◆ **Extrait du document**:
Comme toute bonne Italienne, Marta visitait régulièrement sa famille en Lombardie. Depuis la fermeture de la frontière, le 7 mars dernier, elle a dû rompre le contact avec ses parents, son frère, ses amis et sa grand-mère de 92 ans qui habite seule dans un appartement à Milan. 

« Ma grand-mère a renoncé à vivre chez ma mère. Elle est forte : elle a déjà traversé la guerre et elle garde une foi tranquille. Elle lit et fait la cuisine. Heureusement, il y a quelques mois, elle a appris à utiliser Whatsapp. »

La grand-mère de Marta

Par Whastapp, sa grand-mère raconte à sa petite-fille le récit des calamités qu’elle a traversées et les compare à ce qu’elle vit aujourd’hui. Marta me le traduit de l’italien :

« Tu sais Marta, je me sens forte peut-être parce que j’ai vécu mon adolescence durant la Seconde Guerre mondiale à Côme, tout près de Milan (ville qui chaque nuit était bombardée par des avions anglais). Toutes les nuits, nous dormions habillés avec des souliers au cas où nous aurions dû sortir au plus vite pour aller trouver refuge sur la montagne.

◆ **Matériel fourni**:

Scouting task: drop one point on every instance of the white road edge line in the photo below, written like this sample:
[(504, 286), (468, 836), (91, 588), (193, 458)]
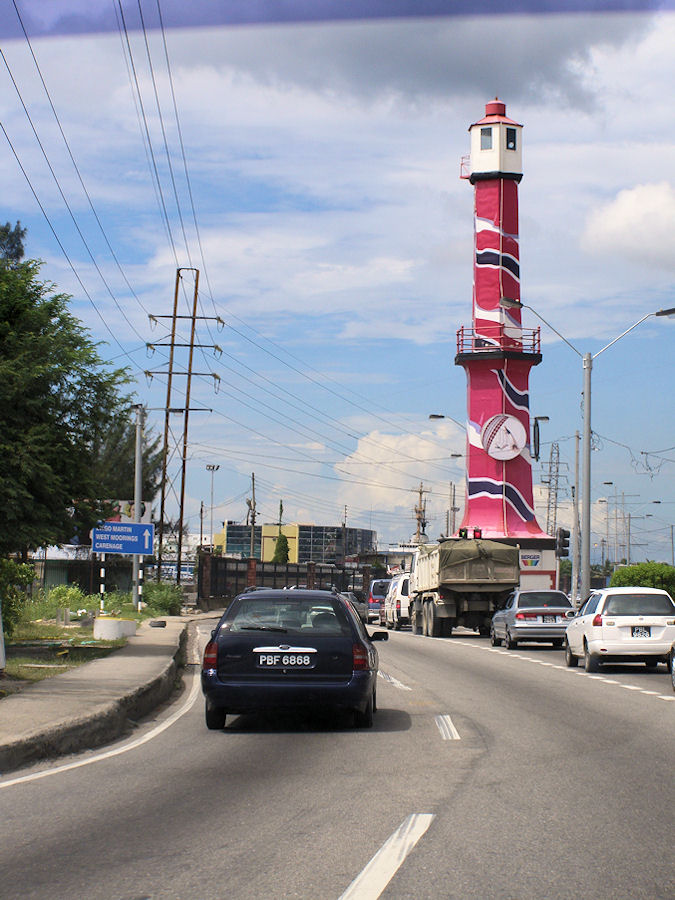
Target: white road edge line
[(372, 881), (131, 745), (447, 728), (393, 681)]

◆ **À faire**:
[1] Dans le récit sur la grand-mère de Marta, avec qui Marta a-t-elle dû rompre le contact depuis la fermeture de la frontière ? Citez toutes les personnes mentionnées.
[2] Rédigez la suite du récit sur la grand-mère de Marta à partir de sa dernière phrase.

◆ **Les réponses**:
[1] Ses parents, son frère, ses amis et sa grand-mère de 92 ans.

[2]
Nous voyions les avions arriver dans le ciel et lancer des bombes sur Milan. On entendait les bruits et les incendies la nuit. Beaucoup de jeunes hommes parmi mes voisins sont décédés au front, mais on apprenait les nouvelles beaucoup plus tard. Presque personne n’avait la radio, donc on n’avait pas vraiment de nouvelles de ce qui se passait.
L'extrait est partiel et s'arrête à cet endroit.